Preliminarmente, occorre sgomberare il campo dalle polemiche scatenatesi soprattutto sul web e legate allo zampino messo nella vicenda da altre big come Inter, Juventus o Milan, che, si dice, sarebbero pronte ad offrirgli un contratto nel mercato estivo. Difficile pensare che eventuali promesse future fatte da altri top club possano aver condizionato l’ex Milan, così come è difficile pensare che le stesse siano state realmente avanzate da parte delle società in questione.
È bene sgombrare il campo anche dalle critiche legate alla mancanza di personalità del giovane attaccante del Bologna. Qualcuno parla di scelta dettata dalla paura. Paura di indossare la maglia della prima della classe. Paura di confrontarsi con i tre insostituibili di Sarri che insieme formano una formidabile macchina da gol. Paura di addossarsi maggiori responsabilità.
In realtà, più che di paura, sarebbe meglio parlare di una attenta valutazione di opportunità. Simone Verdi rappresenta una pedina insostituibile nell’11 di Roberto Donadoni, l’ambidestro a cui è affidato il compito di saltare l’uomo, di creare superiorità, di tirare i calci da fermo e di mettere i compagni in condizione di segnare. Gioca molti più palloni di tutti gli altri suoi compagni, gode di libertà in campo e va spesso al tiro. Insomma, è un punto fermo della formazione rossoblù, di cui, non a caso, è anche il capocannoniere con 6 reti all’attivo. Spesso si parla di lui, delle sue giocate, del ruolo determinante che riveste per la squadra. A Bologna, piazza abbastanza tranquilla come è normale che sia per una squadra di metà classifica, gli vogliono bene.

Dati registrati:

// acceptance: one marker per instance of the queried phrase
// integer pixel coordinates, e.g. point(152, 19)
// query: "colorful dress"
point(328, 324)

Compito assegnato 1:
Estrai dal brano su Simone Verdi il passo da "Preliminarmente, occorre sgomberare" a "società in questione.", riportandolo parola per parola.
Compito assegnato 2:
Rispondi a queste domande in base al brano su Simone Verdi.
(a) Quali club vengono citati come pronti a offrirgli un contratto nel mercato estivo?
(b) Chi è l'allenatore nella cui formazione Verdi è una pedina insostituibile?
(c) Quante reti ha segnato Verdi con la squadra rossoblù?
Compito assegnato 3:
Prosegui il brano su Simone Verdi a partire dall'ultima frase riportata.
L'elenco è materiale a parte, distinto dal brano su Simone Verdi.

Risposta 1:
Preliminarmente, occorre sgomberare il campo dalle polemiche scatenatesi soprattutto sul web e legate allo zampino messo nella vicenda da altre big come Inter, Juventus o Milan, che, si dice, sarebbero pronte ad offrirgli un contratto nel mercato estivo. Difficile pensare che eventuali promesse future fatte da altri top club possano aver condizionato l’ex Milan, così come è difficile pensare che le stesse siano state realmente avanzate da parte delle società in questione.

Risposta 2:
(a) Inter, Juventus e Milan.
(b) Roberto Donadoni.
(c) 6 reti.

Risposta 3:
Ebbene, perché mai un giocatore che gode di tali “prerogative” dovrebbe decidere di lasciare la squadra e la piazza che gli permette tutto ciò? Scegliere il Napoli avrebbe comunque significato preferire ad una città come Bologna, una piazza calda e molto difficile, che spesso ti becca al primo sbaglio, ti bersaglia e non ti permette di giocare con serenità. Oltretutto, il Napoli, in lotta per lo scudetto, in questo momento errori non se ne può permettere. In altre parole, Simone Verdi con la maglia del Napoli non sarebbe stato il Simone Verdi con la casacca del Bologna, e, verosimilmente, non sarebbe stato in grado di esprimere al meglio il suo potenziale.
Insomma, perché lasciare i compagni a metà di un campionato sin qui per lui abbastanza divertente e piacevole con il fine di ritrovarsi, da un giorno all’altro e nel bel mezzo del campionato in corso, ad indossare la maglia della prima in classifica con l’ansia e la preoccupazione di far bene che prendono il posto della serenità? Perché lasciare la sua squadra dopo che si è già iniziato un percorso insieme, con risultati, tra l’altro, per nulla deludenti? Meglio continuare a “mettersi in mostra” ancora per un pò e prepararsi per una big (che, prima o poi, arriverà) con più tempo a disposizione e, possibilmente, a campionato finito, quando il percorso di integrazione in una nuova squadra potrà avvenire con più efficacia. Ci piace pensare che Verdi abbia riflettuto a fondo su tali questioni, ed abbia fatto, oltre che una scelta intelligente, anche una scelta di cuore.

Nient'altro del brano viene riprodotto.